▶ _Exercise details_
Count the lines in the records below that contain the word "wall", and reply with only that number.

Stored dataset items
========================================

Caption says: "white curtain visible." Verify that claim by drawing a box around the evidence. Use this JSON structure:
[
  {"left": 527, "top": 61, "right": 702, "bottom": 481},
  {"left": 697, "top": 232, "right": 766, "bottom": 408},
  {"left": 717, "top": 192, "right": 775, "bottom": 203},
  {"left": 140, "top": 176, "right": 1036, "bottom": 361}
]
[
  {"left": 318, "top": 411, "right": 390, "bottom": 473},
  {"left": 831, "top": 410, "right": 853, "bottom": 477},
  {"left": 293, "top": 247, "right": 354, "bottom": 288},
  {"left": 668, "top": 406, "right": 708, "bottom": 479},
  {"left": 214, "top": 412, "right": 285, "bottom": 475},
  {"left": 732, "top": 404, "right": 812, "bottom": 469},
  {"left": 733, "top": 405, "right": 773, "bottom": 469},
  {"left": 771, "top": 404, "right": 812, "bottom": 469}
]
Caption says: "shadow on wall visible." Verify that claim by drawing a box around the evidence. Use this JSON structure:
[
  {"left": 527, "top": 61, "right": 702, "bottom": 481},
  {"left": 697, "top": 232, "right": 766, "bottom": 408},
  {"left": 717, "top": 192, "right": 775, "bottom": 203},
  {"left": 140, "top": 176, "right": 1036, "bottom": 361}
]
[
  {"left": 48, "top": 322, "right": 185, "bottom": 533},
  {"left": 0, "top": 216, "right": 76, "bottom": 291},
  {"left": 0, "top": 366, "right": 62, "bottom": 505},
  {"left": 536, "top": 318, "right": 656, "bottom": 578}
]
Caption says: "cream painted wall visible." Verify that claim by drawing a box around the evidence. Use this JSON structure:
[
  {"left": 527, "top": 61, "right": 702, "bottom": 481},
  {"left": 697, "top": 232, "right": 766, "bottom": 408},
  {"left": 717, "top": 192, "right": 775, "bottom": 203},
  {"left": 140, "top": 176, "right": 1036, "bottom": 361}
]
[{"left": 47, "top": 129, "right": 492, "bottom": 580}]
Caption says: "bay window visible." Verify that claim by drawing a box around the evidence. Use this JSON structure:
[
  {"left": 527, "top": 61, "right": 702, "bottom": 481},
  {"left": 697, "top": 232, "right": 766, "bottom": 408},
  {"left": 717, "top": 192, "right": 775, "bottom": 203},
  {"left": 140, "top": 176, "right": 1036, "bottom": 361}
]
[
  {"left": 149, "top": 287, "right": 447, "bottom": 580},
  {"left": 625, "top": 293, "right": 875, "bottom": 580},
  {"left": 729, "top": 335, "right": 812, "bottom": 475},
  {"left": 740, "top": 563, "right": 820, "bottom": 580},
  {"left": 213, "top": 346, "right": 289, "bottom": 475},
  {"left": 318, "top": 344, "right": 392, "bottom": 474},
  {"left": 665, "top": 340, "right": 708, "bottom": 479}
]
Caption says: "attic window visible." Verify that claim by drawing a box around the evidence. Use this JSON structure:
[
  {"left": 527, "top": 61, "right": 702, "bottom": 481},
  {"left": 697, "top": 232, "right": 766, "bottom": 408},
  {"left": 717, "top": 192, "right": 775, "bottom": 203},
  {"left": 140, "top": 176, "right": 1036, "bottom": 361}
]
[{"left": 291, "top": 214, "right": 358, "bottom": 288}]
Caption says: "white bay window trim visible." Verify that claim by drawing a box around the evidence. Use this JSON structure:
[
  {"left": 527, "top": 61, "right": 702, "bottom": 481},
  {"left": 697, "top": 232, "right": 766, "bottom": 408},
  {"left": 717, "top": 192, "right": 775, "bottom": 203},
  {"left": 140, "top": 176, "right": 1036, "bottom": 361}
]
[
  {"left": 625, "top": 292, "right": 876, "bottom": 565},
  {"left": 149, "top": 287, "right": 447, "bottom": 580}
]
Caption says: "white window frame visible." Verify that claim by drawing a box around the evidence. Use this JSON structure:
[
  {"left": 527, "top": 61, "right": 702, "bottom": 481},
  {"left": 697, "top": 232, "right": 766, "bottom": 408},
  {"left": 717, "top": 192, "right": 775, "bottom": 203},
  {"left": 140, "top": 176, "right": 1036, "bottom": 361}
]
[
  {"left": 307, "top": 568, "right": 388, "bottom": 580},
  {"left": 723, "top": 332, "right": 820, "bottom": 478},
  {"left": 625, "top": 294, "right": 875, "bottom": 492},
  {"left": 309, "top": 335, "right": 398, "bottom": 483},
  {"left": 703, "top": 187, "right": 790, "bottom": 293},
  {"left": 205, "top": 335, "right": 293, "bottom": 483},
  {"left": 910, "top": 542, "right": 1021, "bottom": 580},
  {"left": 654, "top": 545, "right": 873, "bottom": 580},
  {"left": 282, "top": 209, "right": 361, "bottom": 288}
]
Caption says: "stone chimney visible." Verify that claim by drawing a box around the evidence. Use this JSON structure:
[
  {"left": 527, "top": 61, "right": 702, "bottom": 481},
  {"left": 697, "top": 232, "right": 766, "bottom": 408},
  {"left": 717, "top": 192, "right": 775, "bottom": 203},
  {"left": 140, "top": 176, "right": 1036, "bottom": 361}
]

========================================

▶ _Result of the task_
2